**Stated goal:**
List each line in the rows below that contains the word "snow". Case counts.

**The input:**

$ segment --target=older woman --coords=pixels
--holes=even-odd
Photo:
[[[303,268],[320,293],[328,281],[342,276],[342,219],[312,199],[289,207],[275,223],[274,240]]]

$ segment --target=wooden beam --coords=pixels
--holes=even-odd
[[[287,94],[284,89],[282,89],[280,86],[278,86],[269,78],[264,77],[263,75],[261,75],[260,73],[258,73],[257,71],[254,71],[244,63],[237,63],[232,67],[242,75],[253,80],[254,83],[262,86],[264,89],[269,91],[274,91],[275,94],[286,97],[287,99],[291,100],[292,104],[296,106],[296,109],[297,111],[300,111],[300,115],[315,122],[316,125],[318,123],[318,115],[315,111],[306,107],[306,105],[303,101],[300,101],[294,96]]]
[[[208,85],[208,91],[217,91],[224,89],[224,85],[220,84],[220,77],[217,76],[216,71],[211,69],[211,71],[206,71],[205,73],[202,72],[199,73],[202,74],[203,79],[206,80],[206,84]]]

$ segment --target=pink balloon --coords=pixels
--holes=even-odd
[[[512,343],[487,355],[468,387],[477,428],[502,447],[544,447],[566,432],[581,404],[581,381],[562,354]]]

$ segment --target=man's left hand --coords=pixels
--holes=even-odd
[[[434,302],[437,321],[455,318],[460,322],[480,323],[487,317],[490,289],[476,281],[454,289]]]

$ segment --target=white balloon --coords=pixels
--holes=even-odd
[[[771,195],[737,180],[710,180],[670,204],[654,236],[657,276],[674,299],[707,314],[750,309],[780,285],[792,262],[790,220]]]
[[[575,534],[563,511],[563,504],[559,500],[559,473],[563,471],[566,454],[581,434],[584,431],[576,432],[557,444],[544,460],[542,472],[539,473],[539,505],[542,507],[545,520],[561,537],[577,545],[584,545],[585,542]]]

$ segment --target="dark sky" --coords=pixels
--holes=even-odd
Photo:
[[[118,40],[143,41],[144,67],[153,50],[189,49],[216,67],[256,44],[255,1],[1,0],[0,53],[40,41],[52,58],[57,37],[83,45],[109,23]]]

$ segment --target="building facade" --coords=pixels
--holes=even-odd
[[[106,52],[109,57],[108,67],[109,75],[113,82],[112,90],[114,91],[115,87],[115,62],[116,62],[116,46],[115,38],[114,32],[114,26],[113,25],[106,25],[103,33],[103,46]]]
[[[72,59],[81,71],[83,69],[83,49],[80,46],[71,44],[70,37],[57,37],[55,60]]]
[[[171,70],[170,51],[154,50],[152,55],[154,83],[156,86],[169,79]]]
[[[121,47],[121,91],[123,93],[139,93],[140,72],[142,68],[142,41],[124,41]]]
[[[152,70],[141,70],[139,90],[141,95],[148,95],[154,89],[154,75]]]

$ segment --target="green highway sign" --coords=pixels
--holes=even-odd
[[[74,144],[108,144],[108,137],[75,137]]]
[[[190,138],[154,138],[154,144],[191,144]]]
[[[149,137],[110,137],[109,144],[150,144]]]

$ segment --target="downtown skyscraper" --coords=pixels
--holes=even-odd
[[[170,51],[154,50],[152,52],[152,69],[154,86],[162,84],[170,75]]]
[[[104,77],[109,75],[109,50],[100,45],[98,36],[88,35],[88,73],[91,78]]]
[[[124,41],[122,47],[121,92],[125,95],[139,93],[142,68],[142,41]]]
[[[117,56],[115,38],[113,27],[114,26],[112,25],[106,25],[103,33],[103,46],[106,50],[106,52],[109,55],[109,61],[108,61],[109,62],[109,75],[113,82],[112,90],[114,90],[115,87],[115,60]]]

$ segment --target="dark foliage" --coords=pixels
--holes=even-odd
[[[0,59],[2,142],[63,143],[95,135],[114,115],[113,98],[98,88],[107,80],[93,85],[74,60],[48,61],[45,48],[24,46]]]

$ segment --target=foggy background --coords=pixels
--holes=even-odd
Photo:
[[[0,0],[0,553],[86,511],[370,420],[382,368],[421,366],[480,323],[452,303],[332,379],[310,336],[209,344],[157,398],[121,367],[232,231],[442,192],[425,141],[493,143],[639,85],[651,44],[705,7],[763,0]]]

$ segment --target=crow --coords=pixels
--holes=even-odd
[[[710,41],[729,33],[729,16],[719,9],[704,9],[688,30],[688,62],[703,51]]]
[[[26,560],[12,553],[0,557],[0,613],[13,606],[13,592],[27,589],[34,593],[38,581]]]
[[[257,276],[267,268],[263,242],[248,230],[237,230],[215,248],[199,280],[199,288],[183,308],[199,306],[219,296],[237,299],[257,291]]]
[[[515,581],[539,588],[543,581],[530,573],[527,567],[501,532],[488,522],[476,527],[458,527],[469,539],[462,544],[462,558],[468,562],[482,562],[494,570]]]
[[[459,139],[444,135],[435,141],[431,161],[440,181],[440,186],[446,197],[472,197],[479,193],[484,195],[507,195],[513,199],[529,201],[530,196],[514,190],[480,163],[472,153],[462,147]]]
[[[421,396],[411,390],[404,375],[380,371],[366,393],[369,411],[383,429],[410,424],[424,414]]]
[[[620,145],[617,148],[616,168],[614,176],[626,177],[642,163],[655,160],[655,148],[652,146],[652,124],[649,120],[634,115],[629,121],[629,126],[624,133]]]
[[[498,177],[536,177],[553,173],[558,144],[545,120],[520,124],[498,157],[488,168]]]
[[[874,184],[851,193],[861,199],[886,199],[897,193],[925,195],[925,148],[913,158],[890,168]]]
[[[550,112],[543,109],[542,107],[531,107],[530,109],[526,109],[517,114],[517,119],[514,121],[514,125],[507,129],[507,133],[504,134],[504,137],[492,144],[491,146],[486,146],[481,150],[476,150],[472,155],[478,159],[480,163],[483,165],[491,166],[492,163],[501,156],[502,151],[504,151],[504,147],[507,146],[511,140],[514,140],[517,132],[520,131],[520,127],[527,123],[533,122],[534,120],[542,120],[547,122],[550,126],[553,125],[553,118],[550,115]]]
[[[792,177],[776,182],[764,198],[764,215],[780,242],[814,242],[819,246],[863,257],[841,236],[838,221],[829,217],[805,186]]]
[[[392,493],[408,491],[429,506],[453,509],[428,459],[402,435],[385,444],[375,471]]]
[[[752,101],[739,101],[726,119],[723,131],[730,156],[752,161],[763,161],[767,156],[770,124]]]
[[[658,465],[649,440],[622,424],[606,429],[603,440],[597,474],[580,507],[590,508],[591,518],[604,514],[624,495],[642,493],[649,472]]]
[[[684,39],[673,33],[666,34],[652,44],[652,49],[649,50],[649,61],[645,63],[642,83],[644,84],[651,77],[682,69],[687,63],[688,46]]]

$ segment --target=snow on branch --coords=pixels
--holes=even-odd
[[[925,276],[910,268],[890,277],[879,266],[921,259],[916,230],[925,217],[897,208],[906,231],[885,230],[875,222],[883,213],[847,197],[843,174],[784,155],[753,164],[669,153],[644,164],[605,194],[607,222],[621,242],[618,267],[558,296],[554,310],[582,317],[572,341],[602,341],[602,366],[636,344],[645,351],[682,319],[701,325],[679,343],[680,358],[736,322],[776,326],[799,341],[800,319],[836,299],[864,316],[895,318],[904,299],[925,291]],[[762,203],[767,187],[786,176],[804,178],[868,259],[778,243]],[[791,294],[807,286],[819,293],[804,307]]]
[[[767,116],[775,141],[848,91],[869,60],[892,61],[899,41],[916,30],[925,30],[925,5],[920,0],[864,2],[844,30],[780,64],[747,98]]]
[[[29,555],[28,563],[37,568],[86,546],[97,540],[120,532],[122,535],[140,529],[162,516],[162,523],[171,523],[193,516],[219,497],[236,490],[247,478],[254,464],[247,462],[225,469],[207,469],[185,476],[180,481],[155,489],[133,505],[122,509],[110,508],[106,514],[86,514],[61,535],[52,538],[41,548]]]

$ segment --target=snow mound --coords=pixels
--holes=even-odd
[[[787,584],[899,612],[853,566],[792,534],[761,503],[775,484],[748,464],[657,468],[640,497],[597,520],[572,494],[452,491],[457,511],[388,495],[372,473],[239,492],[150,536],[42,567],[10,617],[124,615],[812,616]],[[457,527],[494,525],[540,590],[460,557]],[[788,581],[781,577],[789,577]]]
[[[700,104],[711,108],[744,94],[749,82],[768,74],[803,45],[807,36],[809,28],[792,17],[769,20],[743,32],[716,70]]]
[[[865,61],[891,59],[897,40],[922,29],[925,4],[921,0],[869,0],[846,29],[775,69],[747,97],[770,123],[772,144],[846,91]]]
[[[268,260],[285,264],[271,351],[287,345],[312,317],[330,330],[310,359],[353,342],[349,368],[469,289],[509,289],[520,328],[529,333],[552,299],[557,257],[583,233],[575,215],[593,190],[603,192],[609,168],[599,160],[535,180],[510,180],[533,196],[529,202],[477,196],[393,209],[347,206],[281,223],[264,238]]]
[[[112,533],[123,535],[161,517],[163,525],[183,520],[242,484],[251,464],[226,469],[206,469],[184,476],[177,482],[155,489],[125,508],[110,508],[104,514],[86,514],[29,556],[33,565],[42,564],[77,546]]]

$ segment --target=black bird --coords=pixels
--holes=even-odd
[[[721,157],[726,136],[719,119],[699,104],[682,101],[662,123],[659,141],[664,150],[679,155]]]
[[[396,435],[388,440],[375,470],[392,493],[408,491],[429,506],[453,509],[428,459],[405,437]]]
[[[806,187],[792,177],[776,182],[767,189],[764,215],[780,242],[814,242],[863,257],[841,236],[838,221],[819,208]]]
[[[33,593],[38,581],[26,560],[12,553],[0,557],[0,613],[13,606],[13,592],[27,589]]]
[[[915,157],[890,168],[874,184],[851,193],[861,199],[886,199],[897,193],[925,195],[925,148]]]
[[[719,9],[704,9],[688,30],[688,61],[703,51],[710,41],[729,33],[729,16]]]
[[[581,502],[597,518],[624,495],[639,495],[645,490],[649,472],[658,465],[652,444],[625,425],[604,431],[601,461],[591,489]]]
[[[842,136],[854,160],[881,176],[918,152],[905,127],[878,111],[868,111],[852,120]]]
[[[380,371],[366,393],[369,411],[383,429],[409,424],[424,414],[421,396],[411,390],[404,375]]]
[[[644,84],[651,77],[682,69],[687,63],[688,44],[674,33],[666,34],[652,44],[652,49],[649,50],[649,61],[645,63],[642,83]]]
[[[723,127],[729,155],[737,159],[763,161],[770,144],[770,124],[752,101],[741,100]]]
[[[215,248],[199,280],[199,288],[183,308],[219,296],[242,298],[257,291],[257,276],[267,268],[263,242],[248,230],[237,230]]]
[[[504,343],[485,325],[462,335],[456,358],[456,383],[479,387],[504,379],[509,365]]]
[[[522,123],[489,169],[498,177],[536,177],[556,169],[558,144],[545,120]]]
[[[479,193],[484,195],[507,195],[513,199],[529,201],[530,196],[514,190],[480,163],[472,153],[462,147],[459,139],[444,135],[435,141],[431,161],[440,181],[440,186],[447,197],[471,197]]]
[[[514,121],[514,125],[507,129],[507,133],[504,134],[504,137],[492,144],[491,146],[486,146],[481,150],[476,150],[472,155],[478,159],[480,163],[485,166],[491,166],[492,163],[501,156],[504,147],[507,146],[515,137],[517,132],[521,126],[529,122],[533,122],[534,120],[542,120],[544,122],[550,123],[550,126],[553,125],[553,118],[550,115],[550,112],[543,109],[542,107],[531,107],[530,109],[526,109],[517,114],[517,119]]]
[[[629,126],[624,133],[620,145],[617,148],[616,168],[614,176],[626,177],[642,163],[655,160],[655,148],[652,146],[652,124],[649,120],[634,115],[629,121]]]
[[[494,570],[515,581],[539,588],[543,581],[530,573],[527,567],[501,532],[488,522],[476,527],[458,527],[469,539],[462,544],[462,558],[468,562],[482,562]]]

**Task output:**
$ segment --target=snow on branch --coords=pixels
$ segment --target=snow mound --coords=pixels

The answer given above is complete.